▶ [課題 1]: 中国近代思想史の本についての文章のうち、「看板に掲げているのは「書籍」」から「馮桂芬 「西学を採るの議」 (野村浩一訳)」までを、両端も含めてそのまま書き写してください。
▶ [課題 2]: 中国近代思想史の本についての文章を、最後の文のあとから書き継いでください。

▶ [本文]:
====
書籍之海 漂流記

看板に掲げているのは「書籍」だけですが、実際は人間の精神の営みすべての海を航海しています。

西順蔵編 『原典中国近代思想史 第二冊 洋務運動と変法運動』

2005年02月23日 | 東洋史
 中国は今でも民族の思考洋式においては近代化に成功していないと言えるのではなかろうか。
 この問いは、こうも言い換えることができる。変法維新運動に成功しなかった中国は結局、現在にいたって洋務運動に――軍事面だけでなく経済面においてもだが――成功した段階と言えるのではないのかと。
 中国人の言論、とくに反日言論の多くに共通する、主観的認識が客観的事実に優先する旧中国そのままの伝統的な思考様式がその証拠である。「中国の特色を持った社会主義」など、いわばいまだに中体西用論の段階の発想なのではないだろうか。

 ――というようなことを雑駁に考えつつ、洋務論(中体西用論)と変法論の主要な言論を翻訳収録してあるこの書から、論者の“数理学”に関わる言及箇所を、とりあえずは拾ってみることにした。

●洋務論

馮桂芬 「西学を採るの議」 (野村浩一訳)

“いま、西学を採り入れようとするならば、広東、上海に、それぞれ翻訳公所を設け、近在の十五才以下の聡明な文童(科挙試験準備中の児童)を選び、給費を倍にし、寄宿舎に住まわせて学習させ、西洋人を招聘して諸国の語言文字を学ばせ、また国内の高名の師を招聘して、経学、史学などを学ばせ、さらに合せて算学を学習させるべきである” (55頁)

“一切の西学は、みな算学から出発している。西洋人は、十歳以上になると算学を学ばないものはない。いま、西学を採り入れようとするなら、算学を学ばないわけにはいかない” (同上)

鄭観応 「盛世危言」 (野村浩一訳)
====
▶ [提供データ]:
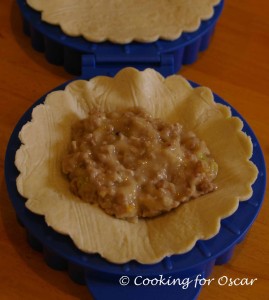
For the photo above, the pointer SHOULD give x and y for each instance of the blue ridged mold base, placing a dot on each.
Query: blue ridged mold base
(74, 53)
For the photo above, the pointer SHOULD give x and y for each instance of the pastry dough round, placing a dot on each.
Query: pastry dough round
(124, 21)
(45, 140)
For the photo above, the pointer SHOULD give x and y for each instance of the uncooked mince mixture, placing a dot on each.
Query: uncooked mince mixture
(135, 166)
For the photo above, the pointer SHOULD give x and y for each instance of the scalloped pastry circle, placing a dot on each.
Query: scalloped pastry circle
(45, 140)
(124, 21)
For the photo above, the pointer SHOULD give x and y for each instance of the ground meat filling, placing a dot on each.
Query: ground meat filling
(133, 165)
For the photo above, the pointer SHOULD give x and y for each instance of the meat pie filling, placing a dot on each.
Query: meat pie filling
(135, 166)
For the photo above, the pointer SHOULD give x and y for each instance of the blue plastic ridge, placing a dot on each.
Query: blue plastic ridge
(108, 57)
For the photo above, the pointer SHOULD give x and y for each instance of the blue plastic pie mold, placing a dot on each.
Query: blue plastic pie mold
(80, 57)
(102, 277)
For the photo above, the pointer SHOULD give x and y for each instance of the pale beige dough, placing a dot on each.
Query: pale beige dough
(123, 21)
(45, 140)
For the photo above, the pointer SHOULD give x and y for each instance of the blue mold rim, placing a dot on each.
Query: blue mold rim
(101, 276)
(84, 58)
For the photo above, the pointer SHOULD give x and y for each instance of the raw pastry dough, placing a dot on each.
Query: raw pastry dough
(45, 140)
(123, 21)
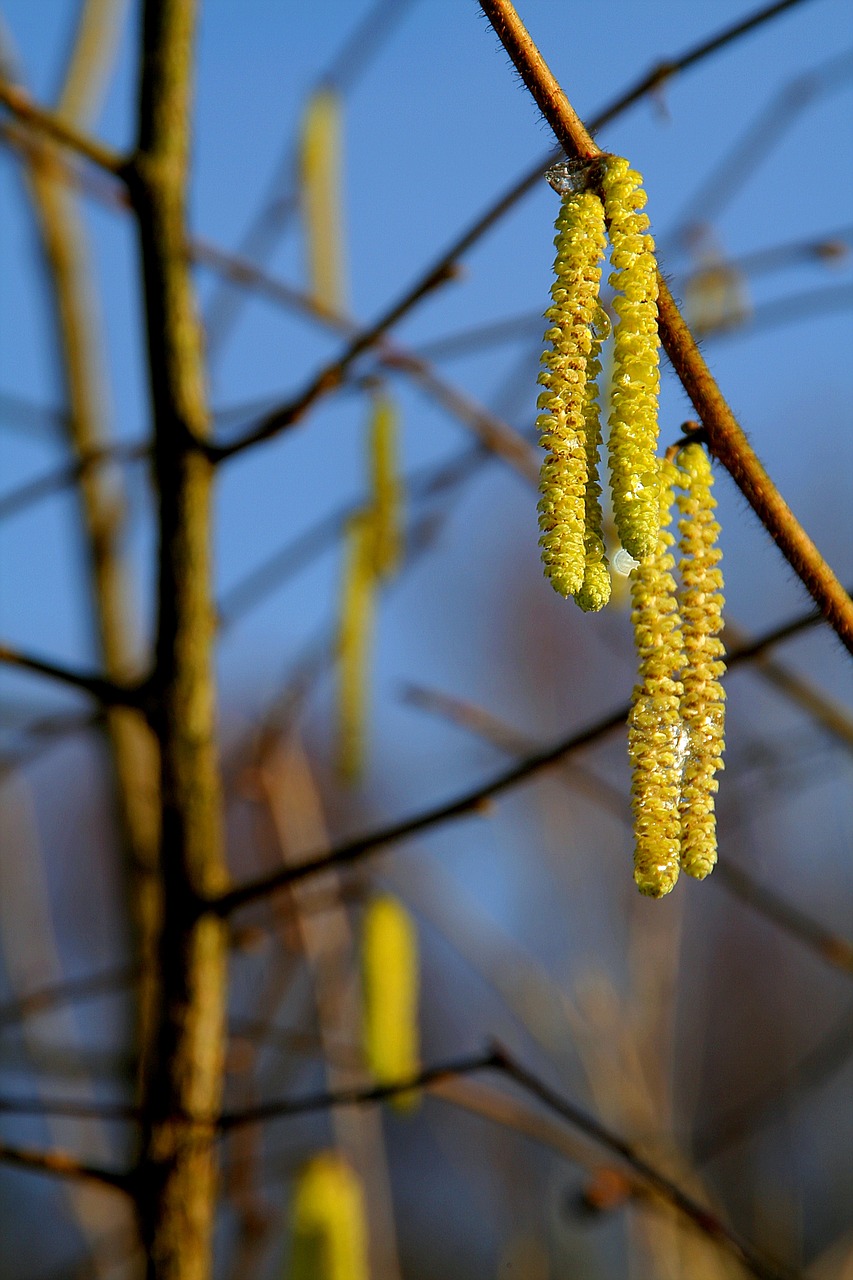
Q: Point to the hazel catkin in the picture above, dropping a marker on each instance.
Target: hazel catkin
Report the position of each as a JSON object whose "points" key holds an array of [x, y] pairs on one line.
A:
{"points": [[703, 698], [633, 417], [562, 480]]}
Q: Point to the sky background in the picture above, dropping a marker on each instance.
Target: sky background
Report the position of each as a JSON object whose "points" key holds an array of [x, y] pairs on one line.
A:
{"points": [[434, 129]]}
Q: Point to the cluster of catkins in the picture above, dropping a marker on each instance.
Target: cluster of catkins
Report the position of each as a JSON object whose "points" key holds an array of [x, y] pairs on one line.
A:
{"points": [[570, 519], [676, 726]]}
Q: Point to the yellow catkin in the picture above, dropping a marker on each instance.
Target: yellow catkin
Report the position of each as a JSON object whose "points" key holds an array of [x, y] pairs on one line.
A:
{"points": [[320, 197], [387, 489], [594, 593], [328, 1235], [703, 698], [354, 643], [633, 416], [562, 480], [389, 972], [655, 735]]}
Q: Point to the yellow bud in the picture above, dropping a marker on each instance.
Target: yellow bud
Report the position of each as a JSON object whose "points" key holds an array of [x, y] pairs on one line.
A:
{"points": [[387, 488], [655, 735], [389, 995], [329, 1235]]}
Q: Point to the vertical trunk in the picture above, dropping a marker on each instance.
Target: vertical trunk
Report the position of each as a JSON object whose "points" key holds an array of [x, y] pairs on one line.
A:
{"points": [[182, 1086]]}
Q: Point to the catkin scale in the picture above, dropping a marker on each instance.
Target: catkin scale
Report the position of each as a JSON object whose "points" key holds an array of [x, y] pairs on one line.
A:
{"points": [[389, 993], [328, 1237], [703, 696], [564, 474], [655, 744], [635, 383]]}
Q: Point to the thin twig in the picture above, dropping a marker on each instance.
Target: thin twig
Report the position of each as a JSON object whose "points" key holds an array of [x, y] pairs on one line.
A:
{"points": [[54, 127], [59, 1164], [724, 434], [104, 690], [470, 801]]}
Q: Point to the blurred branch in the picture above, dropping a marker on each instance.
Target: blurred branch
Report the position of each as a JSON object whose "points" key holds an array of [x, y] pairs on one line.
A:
{"points": [[470, 801], [282, 200], [831, 947], [54, 127], [724, 434], [33, 490], [59, 1164], [104, 690]]}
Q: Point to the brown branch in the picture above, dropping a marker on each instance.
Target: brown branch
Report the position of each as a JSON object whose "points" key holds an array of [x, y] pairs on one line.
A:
{"points": [[497, 1059], [59, 1164], [182, 1082], [470, 801], [724, 434], [22, 106], [104, 690]]}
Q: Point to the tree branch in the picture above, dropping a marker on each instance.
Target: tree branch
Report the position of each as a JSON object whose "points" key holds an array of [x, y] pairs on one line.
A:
{"points": [[470, 801], [54, 127], [724, 434], [59, 1164]]}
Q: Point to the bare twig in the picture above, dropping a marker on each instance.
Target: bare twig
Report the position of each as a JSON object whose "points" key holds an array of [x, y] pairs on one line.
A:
{"points": [[59, 1164], [724, 434], [182, 1080]]}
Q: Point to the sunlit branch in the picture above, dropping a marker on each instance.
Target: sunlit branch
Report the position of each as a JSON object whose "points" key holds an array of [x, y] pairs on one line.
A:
{"points": [[497, 1059], [724, 434], [22, 106]]}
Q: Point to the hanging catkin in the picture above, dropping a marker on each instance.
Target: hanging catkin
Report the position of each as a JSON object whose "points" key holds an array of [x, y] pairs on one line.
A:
{"points": [[562, 479], [387, 490], [389, 993], [703, 698], [329, 1238], [655, 736], [320, 199], [633, 416]]}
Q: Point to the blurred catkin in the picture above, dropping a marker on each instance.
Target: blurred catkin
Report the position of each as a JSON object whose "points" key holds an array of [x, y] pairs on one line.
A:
{"points": [[655, 735], [633, 416], [562, 480], [594, 592], [355, 636], [389, 972], [320, 193], [329, 1238], [703, 698]]}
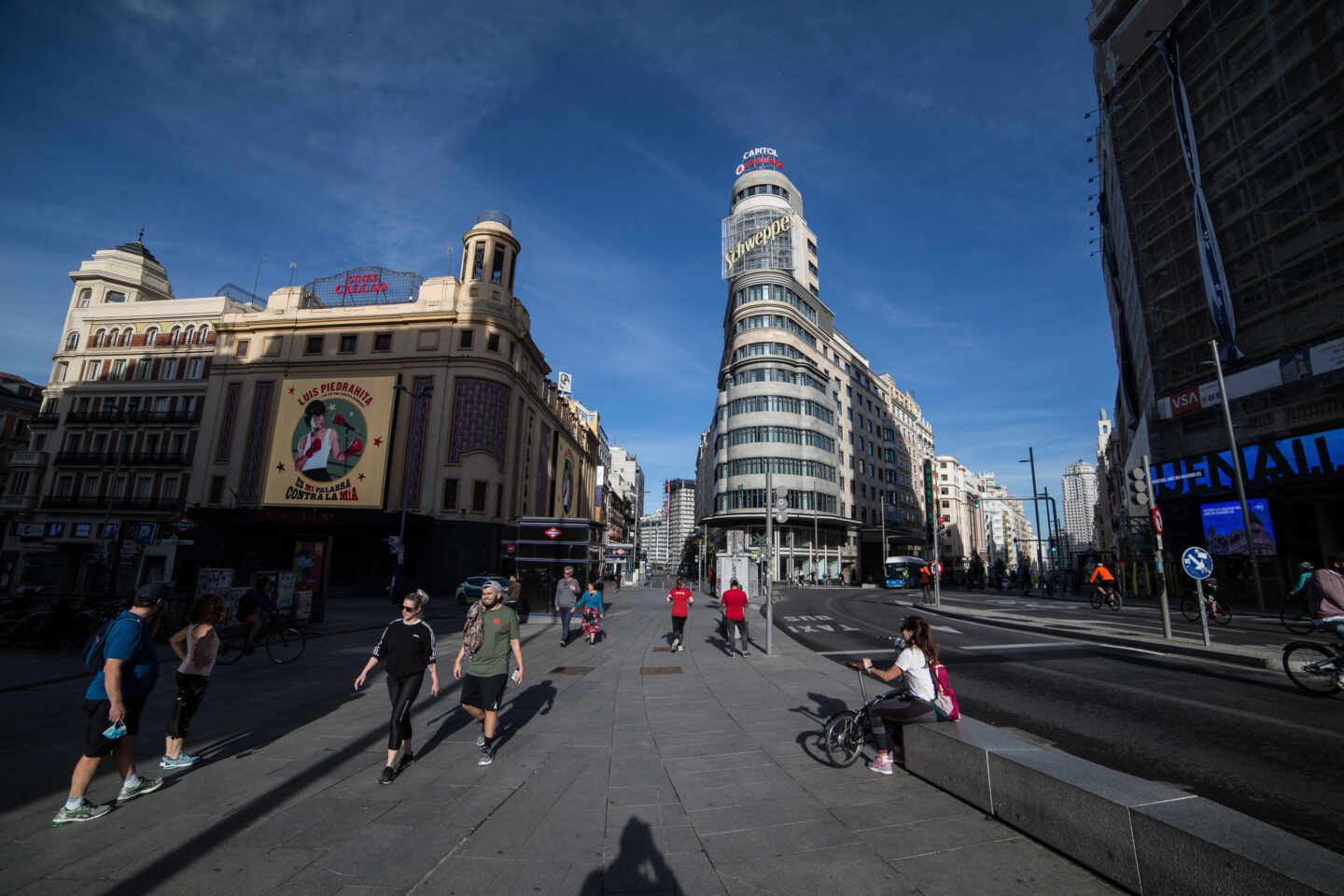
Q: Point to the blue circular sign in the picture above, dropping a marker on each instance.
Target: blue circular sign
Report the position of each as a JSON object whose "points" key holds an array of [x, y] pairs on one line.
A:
{"points": [[1197, 563]]}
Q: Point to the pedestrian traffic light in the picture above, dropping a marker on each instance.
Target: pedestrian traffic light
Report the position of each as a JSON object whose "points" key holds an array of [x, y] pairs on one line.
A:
{"points": [[1139, 488]]}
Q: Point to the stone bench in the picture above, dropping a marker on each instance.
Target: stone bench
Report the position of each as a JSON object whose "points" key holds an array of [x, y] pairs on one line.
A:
{"points": [[1147, 837]]}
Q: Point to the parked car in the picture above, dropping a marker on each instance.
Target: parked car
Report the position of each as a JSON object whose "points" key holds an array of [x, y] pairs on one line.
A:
{"points": [[470, 589]]}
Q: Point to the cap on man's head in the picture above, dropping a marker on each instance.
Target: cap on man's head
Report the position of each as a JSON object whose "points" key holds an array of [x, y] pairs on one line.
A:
{"points": [[149, 594]]}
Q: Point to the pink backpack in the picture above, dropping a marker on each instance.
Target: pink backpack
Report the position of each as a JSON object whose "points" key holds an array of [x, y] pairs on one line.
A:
{"points": [[946, 697]]}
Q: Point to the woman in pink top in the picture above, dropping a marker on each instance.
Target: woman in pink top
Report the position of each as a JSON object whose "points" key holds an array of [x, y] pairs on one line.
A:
{"points": [[198, 645]]}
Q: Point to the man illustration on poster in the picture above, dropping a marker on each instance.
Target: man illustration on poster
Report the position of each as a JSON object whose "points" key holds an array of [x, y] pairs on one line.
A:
{"points": [[321, 445]]}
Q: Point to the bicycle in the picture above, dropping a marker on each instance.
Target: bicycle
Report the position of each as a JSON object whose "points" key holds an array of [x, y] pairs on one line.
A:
{"points": [[1295, 617], [1108, 595], [1316, 669], [846, 733], [1216, 609], [284, 642]]}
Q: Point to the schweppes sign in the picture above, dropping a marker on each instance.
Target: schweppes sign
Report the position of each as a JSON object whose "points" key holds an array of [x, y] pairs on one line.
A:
{"points": [[329, 445], [758, 239]]}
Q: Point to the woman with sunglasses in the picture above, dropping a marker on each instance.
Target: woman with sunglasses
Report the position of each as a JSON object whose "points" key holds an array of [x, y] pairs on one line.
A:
{"points": [[408, 648]]}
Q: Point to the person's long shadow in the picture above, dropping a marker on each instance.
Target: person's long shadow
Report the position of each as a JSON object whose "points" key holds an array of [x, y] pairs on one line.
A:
{"points": [[638, 867], [519, 711]]}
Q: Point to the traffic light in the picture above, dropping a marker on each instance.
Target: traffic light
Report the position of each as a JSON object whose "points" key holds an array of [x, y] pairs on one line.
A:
{"points": [[1140, 492]]}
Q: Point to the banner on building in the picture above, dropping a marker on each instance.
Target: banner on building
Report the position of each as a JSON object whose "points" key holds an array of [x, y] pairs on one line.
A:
{"points": [[1210, 256], [329, 443]]}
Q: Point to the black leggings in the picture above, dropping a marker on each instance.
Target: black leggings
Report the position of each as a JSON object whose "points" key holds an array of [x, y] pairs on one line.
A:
{"points": [[402, 690], [901, 711], [191, 691]]}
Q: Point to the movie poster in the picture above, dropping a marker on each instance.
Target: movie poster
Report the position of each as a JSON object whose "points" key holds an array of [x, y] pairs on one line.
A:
{"points": [[329, 445]]}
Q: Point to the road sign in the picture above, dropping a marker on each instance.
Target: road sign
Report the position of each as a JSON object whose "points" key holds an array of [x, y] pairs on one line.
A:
{"points": [[182, 525], [1197, 563]]}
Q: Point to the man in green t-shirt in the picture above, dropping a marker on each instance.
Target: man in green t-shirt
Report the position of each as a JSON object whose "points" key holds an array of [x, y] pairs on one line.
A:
{"points": [[488, 668]]}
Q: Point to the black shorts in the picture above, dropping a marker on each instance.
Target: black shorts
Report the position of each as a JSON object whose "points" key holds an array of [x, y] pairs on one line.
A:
{"points": [[97, 721], [483, 692]]}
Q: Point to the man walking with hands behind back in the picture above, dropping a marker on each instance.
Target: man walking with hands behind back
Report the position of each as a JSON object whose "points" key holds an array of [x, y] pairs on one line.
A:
{"points": [[115, 702], [488, 669], [734, 603], [566, 593]]}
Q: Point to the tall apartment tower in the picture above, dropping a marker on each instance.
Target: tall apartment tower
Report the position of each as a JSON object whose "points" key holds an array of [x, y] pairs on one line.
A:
{"points": [[1078, 503]]}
====
▶ [解答 1]:
看板に掲げているのは「書籍」だけですが、実際は人間の精神の営みすべての海を航海しています。

西順蔵編 『原典中国近代思想史 第二冊 洋務運動と変法運動』

2005年02月23日 | 東洋史
 中国は今でも民族の思考洋式においては近代化に成功していないと言えるのではなかろうか。
 この問いは、こうも言い換えることができる。変法維新運動に成功しなかった中国は結局、現在にいたって洋務運動に――軍事面だけでなく経済面においてもだが――成功した段階と言えるのではないのかと。
 中国人の言論、とくに反日言論の多くに共通する、主観的認識が客観的事実に優先する旧中国そのままの伝統的な思考様式がその証拠である。「中国の特色を持った社会主義」など、いわばいまだに中体西用論の段階の発想なのではないだろうか。

 ――というようなことを雑駁に考えつつ、洋務論(中体西用論)と変法論の主要な言論を翻訳収録してあるこの書から、論者の“数理学”に関わる言及箇所を、とりあえずは拾ってみることにした。

●洋務論

馮桂芬 「西学を採るの議」 (野村浩一訳)

▶ [解答 2]:
“『大学』の八条目のうち第五の「格致」の一伝の部分が亡失し、『周礼』から「冬官」の一冊が欠如してのち、古人の名、物、象、数の学は、流徙してヨーロッパに入り、その工芸の精妙なることは、ついに中国のはるかに及ばないところとなった。けだし、我は、その本に専心し、彼は、その末を追求したのであり、我は、その精髄を明らかにし、彼は、その粗を手にしたのであり、我は、事物の理を窮め、彼は万物の質を究明したのである” (「道器」、71頁)

張之洞 「勧学篇」 (野村浩一訳)

“各省、各道、各府、各州、各県は、すべて学堂〔注・新制の学校〕を設立し、首都・省城には大学堂、道・府には中学堂、州・県には小学堂を設置すべきである。(略)小学堂では四書を学び、中国の地理、中国史の大略、及び算数、図画、格致の初歩に通ずる。中学堂の各教科は、小学堂より程度が高く、さらに五経を学び、『通鑑〔注・資治通鑑〕』を学び、政治学を学び、外国語を学ぶことがつけ加わる。大学堂では、これらをいっそう深く習得するのである” (「外篇第三」、112頁)

“学堂の方針にはおよそ五つの要点がある。(略)
 一、新学、旧学をあわせて学ぶ。四書五経、中国の歴史・歴史・制度・地図は旧学であり、西政・西芸(西洋の技術)・西史は新学である。旧学は体であり、新学は用である。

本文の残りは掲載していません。